### EXCERPT PROVIDED

______

# Which Video Formats are supported by SE W810i !!



## Dipen01 (Aug 19, 2006)

Hey..

I am confused over which video formats are supported in SE W810i...coz..i have one WMA..its not runnin...i have one WAV file...its not runnin either..

so are there any standard formats..or i can increase em anytime by installing some codecs..or installin some Players...what do i do..??

Shall i convert them too 3GP..but then it will damage the quality...and as i hav 512MB...dont wanna compromise on quality atleast in beginnin...

So what should i install ...or to which format should i convert my existing videos...so what i get the good quality..and its viewable on cell also..??

Thanx..


----------



## sting (Aug 20, 2006)

try to convert ur video to mp4 , it has better qulity comapre to the 3gp format 
use this tute *spawnweb.dk/recode/k750.htm



and ur fone only play mp4 ang 3gp video's


----------



## Tech.Masti (Aug 20, 2006)

which takes more space....3GP or MP4????


----------



## Dipen01 (Aug 20, 2006)

not even dat,wmv,asf,avi...!!!

So is there any GOOD software which converts above videos to .MP4 , .3GP

and which one is better..??


----------



## Pathik (Aug 20, 2006)

3gp takes low space.....
n try xilisoft converter....


----------



## arjun2040 (Aug 26, 2006)

here's a good converter
*www.free-codecs.com/download/3GP_Converter.htm
3gp's quality is great with this converter


----------



## manu1991 (Aug 27, 2006)

Why don't you use mp4?
I've converted a full movie to mp4 using IMToo and it plays on my w810i very very nicely. Settings I used are:
Video Size - 176x144
Bit Rate - 200
Frame Rate - 12-15
----------------------
Audio
64bits
44.1KHz
Stereo
Full length movie was about 250megs . There might be some better settings, but these worked fine to me.


----------



## Dipen01 (Aug 27, 2006)

@manu:
Can u watch it with FULL SCREEN..coz the default player doesnt support that..


----------

______

### GIVEN DATA
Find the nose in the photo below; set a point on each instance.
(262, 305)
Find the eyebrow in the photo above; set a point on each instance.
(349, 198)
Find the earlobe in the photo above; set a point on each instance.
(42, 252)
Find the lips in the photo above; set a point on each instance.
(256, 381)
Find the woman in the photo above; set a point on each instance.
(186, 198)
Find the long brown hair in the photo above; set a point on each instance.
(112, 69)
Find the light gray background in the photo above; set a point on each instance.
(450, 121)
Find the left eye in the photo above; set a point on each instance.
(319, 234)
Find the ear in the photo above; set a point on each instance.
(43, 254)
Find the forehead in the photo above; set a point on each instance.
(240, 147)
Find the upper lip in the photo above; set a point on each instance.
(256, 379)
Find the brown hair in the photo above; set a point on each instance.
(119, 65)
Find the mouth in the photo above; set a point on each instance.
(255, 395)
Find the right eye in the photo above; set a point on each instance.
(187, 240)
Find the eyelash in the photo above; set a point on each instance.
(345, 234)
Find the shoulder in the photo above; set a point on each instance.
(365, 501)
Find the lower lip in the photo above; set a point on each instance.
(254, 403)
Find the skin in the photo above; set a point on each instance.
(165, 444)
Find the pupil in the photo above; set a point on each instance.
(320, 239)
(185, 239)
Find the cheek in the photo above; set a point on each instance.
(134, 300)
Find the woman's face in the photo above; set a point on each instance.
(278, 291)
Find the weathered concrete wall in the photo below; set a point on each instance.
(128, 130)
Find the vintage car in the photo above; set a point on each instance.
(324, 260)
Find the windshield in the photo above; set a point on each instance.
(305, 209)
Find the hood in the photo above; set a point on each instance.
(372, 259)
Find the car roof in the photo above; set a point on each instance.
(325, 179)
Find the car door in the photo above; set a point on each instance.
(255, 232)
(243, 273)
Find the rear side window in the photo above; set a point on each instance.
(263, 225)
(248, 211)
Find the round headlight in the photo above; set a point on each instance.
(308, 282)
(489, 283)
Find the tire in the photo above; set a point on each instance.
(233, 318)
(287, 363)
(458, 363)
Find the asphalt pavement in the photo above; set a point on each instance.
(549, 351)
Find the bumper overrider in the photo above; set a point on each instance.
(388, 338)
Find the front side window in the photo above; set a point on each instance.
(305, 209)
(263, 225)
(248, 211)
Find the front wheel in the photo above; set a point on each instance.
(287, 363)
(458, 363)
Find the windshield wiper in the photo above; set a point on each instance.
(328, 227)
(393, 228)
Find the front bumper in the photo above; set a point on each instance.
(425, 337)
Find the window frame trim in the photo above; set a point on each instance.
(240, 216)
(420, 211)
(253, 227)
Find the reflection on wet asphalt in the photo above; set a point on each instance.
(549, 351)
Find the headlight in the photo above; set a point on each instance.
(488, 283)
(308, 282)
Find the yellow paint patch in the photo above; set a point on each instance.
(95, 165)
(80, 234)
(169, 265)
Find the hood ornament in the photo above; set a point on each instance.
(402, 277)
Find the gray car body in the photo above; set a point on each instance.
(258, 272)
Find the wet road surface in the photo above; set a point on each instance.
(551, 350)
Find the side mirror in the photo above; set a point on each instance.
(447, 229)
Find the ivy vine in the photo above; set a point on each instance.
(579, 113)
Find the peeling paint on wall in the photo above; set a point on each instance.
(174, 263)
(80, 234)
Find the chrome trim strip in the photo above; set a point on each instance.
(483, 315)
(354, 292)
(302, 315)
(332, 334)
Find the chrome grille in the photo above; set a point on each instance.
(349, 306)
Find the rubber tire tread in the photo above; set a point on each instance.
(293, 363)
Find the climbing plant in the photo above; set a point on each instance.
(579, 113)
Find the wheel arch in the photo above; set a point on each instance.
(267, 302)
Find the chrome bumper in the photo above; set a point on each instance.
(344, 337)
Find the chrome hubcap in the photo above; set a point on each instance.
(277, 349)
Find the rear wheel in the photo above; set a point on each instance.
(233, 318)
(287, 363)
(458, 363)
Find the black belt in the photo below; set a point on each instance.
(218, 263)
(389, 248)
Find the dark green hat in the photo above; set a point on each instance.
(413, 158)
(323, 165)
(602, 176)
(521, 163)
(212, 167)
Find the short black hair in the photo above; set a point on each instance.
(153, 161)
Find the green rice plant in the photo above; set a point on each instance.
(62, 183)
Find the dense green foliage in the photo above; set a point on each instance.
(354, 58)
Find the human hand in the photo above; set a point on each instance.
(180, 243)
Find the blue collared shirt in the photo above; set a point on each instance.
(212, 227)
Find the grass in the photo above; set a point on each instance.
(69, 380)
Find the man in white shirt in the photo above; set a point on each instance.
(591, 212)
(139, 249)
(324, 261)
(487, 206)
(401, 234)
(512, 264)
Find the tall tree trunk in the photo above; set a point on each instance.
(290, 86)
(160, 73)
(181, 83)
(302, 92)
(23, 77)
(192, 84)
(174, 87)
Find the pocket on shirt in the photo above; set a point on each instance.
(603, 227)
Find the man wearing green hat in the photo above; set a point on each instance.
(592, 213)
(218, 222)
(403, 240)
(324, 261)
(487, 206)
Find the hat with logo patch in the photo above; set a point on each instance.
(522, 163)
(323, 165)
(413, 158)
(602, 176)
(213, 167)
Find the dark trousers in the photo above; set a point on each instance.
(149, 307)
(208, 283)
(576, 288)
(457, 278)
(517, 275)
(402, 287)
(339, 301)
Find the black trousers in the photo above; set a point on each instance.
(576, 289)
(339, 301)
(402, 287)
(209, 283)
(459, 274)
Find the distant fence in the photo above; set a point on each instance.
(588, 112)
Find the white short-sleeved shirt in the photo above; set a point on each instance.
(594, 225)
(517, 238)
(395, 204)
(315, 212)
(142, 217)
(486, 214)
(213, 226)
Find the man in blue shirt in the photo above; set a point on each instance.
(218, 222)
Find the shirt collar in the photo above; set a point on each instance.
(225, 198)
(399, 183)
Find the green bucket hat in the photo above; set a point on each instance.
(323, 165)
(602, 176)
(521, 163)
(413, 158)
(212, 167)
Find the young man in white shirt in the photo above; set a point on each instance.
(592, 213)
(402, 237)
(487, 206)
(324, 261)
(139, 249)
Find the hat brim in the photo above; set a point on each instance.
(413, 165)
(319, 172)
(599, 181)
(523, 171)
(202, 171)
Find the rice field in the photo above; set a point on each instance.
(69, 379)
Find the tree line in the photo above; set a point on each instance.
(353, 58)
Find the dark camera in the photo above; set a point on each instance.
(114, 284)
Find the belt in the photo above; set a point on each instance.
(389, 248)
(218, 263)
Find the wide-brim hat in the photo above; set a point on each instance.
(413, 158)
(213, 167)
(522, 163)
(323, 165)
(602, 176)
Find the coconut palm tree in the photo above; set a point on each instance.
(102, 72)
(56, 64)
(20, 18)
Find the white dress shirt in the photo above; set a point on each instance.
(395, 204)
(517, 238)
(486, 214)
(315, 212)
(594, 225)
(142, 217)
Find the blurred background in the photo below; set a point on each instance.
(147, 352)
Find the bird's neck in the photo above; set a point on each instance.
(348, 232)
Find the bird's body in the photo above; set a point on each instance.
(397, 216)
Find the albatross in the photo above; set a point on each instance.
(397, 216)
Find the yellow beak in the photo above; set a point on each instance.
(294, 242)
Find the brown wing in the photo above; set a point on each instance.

______

### SET EXERCISE 1
Decide whether each statement agrees with the W810i video formats thread, answering yes or no and quoting the words that decide it: (a) Dipen01's phone has 512MB; (b) Pathik says MP4 takes less space than 3GP; (c) manu1991 used a frame rate of 12-15.
### SET EXERCISE 2
From the W810i video formats thread, quote the part that opens with the words containing "## Dipen01 (Aug 19, 2006)" and closes with "on cell also..??".
Work from the forum thread alone and not from the items.

### EXERCISE ANSWER 1
(a) Yes: "as i hav 512MB"
(b) No: "3gp takes low space....."
(c) Yes: "Frame Rate - 12-15"

### EXERCISE ANSWER 2
## Dipen01 (Aug 19, 2006)

Hey..

I am confused over which video formats are supported in SE W810i...coz..i have one WMA..its not runnin...i have one WAV file...its not runnin either..

so are there any standard formats..or i can increase em anytime by installing some codecs..or installin some Players...what do i do..??

Shall i convert them too 3GP..but then it will damage the quality...and as i hav 512MB...dont wanna compromise on quality atleast in beginnin...

So what should i install ...or to which format should i convert my existing videos...so what i get the good quality..and its viewable on cell also..??